— Stated exercise A —
In the March 8, 2010 blog post, what is the title of Kim Soo-Ja's 2002 work?

— Selected extract —
Monday, March 8, 2010

Witold Gombrowicz, Polish Memories - 2004

Turns out to be a book, not a visual artwork, but was brought up in reference to the "man" controlling culture and the viewing of the Mona Lisa.








Bertrand Lavier, Walt Disney Productions [1947-1990], n.9, 1990

A user of "interforms"








Subodh Gupta, Line of Control, 2008

An "interculturalist artist"








Kim Soo-Ja, A Mirror Woman, 2002

An "interculturalist artist"




John Armleder, Don't Do It! (Readymades of the 20th Century), 1997-2000

An impersonator artist

1.) There was an example of two artists buying the rights to a Manga character and supposed to be asking what does it mean to have multiple ownership of a sign. So, what does it mean? I thought I could answer that but I waited too long and everyone is home and I can’t concentrate.

2.) “The idea then, is to use forms,” but how? We, as artists know what’s up, we know the cultural map of global capitalism and have it in our toolbox. We also (I suppose only if we’re smart or non-delusional modernists) know that art has neither origin nor destination, so even though we don’t know where the proverbial train has been or is going we just get the fuck on for the ride, that’s what we do!

3.) So yes, the artist is a semionaut, navigating the treacherous waters of mass information and global culture – but to what end? Oh wait - there is no end, because that implies ideology. But is there a purpose at least? Well, “art [is] an activity that enables people to navigate and orient themselves in an increasingly digitized world.” So the artist is a semionautical cartographer, enabling everyone to know where he or she are in space and time in this crazy world of ours. Hmm, okay I can buy that function of an artist, but now where does the history of Art come into play? Is that still a valid tool in the box? There’s lots of talk about appropriation from art history, but I wonder if this is really all that effective to helping a person orient himself in the digitized world…

4.) “How can we avoid calling contemporary art only contemporary with the economy surrounding it?” But why do you want to do that, B? Wouldn’t that imply an ideology? The ideology where there’s an existing translation between all cultures and viewers and makers of art? Ha! The ideal is the Art Train on no track that is not going to an end or coming from an origin. Also the train keeps gaining cars from other random places magically, all kinds of inspiration and things to appropriate flying in from all angles!

— Material for this task —
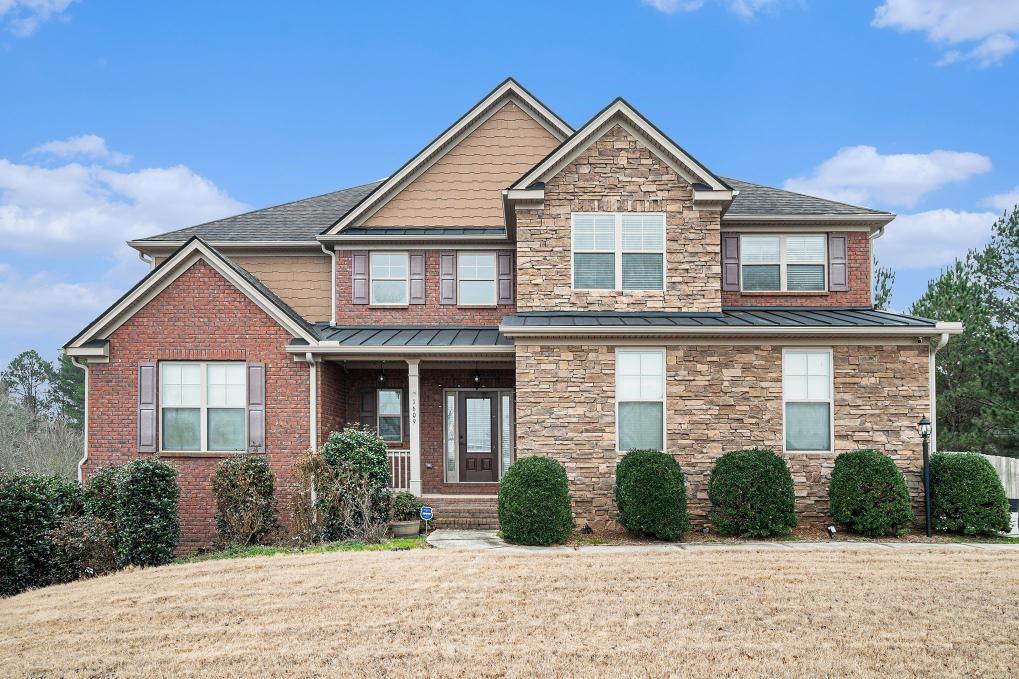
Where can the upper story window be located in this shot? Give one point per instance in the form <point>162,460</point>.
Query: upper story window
<point>476,278</point>
<point>389,279</point>
<point>203,406</point>
<point>783,263</point>
<point>619,251</point>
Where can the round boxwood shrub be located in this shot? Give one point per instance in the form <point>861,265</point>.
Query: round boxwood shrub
<point>534,503</point>
<point>966,495</point>
<point>868,494</point>
<point>650,494</point>
<point>751,494</point>
<point>246,503</point>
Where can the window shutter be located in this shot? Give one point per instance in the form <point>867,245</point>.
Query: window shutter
<point>504,275</point>
<point>359,276</point>
<point>417,277</point>
<point>447,277</point>
<point>256,408</point>
<point>838,263</point>
<point>731,261</point>
<point>147,407</point>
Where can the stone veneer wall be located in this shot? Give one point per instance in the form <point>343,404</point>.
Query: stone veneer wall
<point>718,399</point>
<point>618,173</point>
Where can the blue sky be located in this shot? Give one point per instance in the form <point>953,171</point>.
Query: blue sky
<point>124,119</point>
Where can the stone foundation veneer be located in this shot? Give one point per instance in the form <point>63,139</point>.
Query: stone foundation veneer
<point>717,399</point>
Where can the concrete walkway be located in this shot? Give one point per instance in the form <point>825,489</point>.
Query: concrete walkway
<point>480,540</point>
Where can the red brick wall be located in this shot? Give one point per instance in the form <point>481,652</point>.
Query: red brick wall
<point>858,295</point>
<point>200,316</point>
<point>430,313</point>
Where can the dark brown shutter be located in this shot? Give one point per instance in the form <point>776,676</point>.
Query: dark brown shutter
<point>504,275</point>
<point>838,263</point>
<point>359,276</point>
<point>447,277</point>
<point>731,261</point>
<point>147,407</point>
<point>256,408</point>
<point>417,277</point>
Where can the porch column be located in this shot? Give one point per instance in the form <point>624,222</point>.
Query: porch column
<point>414,399</point>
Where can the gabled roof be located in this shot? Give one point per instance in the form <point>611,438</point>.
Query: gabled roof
<point>620,111</point>
<point>508,90</point>
<point>168,271</point>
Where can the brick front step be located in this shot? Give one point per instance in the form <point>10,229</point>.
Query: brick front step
<point>464,512</point>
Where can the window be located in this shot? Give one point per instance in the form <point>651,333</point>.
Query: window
<point>620,251</point>
<point>389,278</point>
<point>640,396</point>
<point>806,392</point>
<point>390,414</point>
<point>476,278</point>
<point>203,406</point>
<point>782,263</point>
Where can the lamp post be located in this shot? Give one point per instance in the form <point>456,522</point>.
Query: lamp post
<point>923,428</point>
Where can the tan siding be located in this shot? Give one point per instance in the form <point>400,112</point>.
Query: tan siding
<point>464,188</point>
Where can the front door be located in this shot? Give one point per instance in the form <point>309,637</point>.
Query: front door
<point>479,459</point>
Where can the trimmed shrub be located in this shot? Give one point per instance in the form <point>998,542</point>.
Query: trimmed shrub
<point>84,546</point>
<point>751,494</point>
<point>868,494</point>
<point>31,506</point>
<point>966,495</point>
<point>650,494</point>
<point>246,503</point>
<point>534,503</point>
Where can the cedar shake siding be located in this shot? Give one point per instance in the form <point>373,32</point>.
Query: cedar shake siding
<point>464,187</point>
<point>717,399</point>
<point>618,173</point>
<point>199,317</point>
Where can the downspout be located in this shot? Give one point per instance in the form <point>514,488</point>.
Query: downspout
<point>85,421</point>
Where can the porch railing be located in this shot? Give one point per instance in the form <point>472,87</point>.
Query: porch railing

— Stated exercise B —
In the records, copy word for word the part that opens with the line containing "Where can the concrete" and closes with the line containing "<point>430,313</point>", including both of those lines.

— Full response A —
A Mirror Woman

— Full response B —
Where can the concrete walkway be located in this shot? Give one point per instance in the form <point>825,489</point>.
Query: concrete walkway
<point>480,540</point>
Where can the red brick wall be located in this shot? Give one point per instance in the form <point>481,652</point>.
Query: red brick wall
<point>858,295</point>
<point>200,316</point>
<point>430,313</point>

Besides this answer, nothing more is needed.